> _Texto citado_:

Crianças e adolescentes são induzidos pelo game a tirar a própria vida. Pais devem abrir diálogo e acompanhar filhos de perto, dizem especialistas
Acessado em 16/04/2017
Por: Junia Oliveira, Gustavo Werneck e Mateus Parreiras
Baleia Azul poderia perfeitamente ser o título de um livro infantil, desses que levam as crianças a navegar pelos sete mares, a conhecer mundos distantes e dar asas à imaginação. Mas, na realidade, trata-se de um perverso e perigoso jogo virtual, que entrou em cena na Rússia, já chegou ao Brasil e, ao que tudo indica, está ligado à morte de Gabriel Antônio dos Santos Cabral, de 19 anos, em Pará de Minas. Nesse game, crianças e adolescentes são induzidos por um “mentor” a cumprir 50 tarefas diferentes, uma por dia, até o derradeiro desafio: tirar a própria vida. Enquanto isso, chega ao público uma nova série, que aborda temas como bullying e preconceito, na história de uma jovem e das 13 razões que a levaram ao suicídio. Essa fatalidade, de acordo com o Centro de Valorização da Vida (CVV), antes maior no meio dos idosos, se sobressai agora entre os jovens. “Estamos diante de um mundo em transição. Os modelos universais que guiavam as instituições escola e família hoje são diversos e não mais universais. O momento contemporâneo é de incertezas, de fenômenos que nos apavoram”, afirma a psicopedagoga mineira e mestre em educação Jane Patrícia Haddad.

> _Conjunto de tarefas_:
a. Indique se cada afirmação concorda com a reportagem sobre o jogo Baleia Azul, respondendo sim ou não e citando literalmente as palavras decisivas: (i) no jogo, as tarefas são cumpridas uma por dia; (ii) o jogo surgiu no Brasil; (iii) segundo o CVV, o suicídio hoje se destaca entre os idosos.
b. Reescreva em forma de lista o parágrafo da reportagem que começa com "Baleia Azul poderia perfeitamente", mantendo os fatos principais.
Use apenas a reportagem como fonte.

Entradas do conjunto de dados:
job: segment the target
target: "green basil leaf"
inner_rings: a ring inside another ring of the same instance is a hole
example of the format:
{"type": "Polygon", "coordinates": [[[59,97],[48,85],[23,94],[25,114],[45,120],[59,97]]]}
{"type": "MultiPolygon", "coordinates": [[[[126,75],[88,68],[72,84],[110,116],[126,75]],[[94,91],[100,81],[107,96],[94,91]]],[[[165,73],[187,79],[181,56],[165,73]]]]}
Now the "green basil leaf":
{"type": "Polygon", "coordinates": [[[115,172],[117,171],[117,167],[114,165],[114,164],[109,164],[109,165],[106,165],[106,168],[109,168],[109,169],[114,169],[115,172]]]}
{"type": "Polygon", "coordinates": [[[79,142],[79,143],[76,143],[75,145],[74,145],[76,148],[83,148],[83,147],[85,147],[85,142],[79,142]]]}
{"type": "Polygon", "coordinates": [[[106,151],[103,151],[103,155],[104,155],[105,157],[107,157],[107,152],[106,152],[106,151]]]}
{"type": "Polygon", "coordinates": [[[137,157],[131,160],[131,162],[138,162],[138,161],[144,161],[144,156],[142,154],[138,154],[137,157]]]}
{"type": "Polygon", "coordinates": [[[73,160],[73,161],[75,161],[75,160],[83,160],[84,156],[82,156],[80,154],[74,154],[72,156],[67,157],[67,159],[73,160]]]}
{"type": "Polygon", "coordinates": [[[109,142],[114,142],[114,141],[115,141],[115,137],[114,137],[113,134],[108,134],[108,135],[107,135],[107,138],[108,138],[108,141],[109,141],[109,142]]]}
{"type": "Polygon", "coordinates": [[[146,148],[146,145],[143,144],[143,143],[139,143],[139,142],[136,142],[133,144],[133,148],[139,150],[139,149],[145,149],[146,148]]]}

> _Respostas por tarefa_:
a.
(i) Sim: "cumprir 50 tarefas diferentes, uma por dia".
(ii) Não: "entrou em cena na Rússia, já chegou ao Brasil".
(iii) Não: "antes maior no meio dos idosos, se sobressai agora entre os jovens".

b.
- Baleia Azul, apesar de ter nome de livro infantil, é um jogo virtual perverso e perigoso.
- O jogo surgiu na Rússia e já chegou ao Brasil. Ao que tudo indica, está ligado à morte de Gabriel Antônio dos Santos Cabral, de 19 anos, em Pará de Minas.
- Um "mentor" induz crianças e adolescentes a cumprir 50 tarefas, uma por dia, até o último desafio: tirar a própria vida.
- Ao mesmo tempo, chega ao público uma série sobre bullying e preconceito. Ela conta a história de uma jovem e das 13 razões que a levaram ao suicídio.
- Segundo o CVV, o suicídio era antes maior entre os idosos e agora se sobressai entre os jovens.
- A psicopedagoga Jane Patrícia Haddad afirma que vivemos um mundo em transição. Para ela, os modelos que guiavam escola e família deixaram de ser universais, e o momento é de incertezas.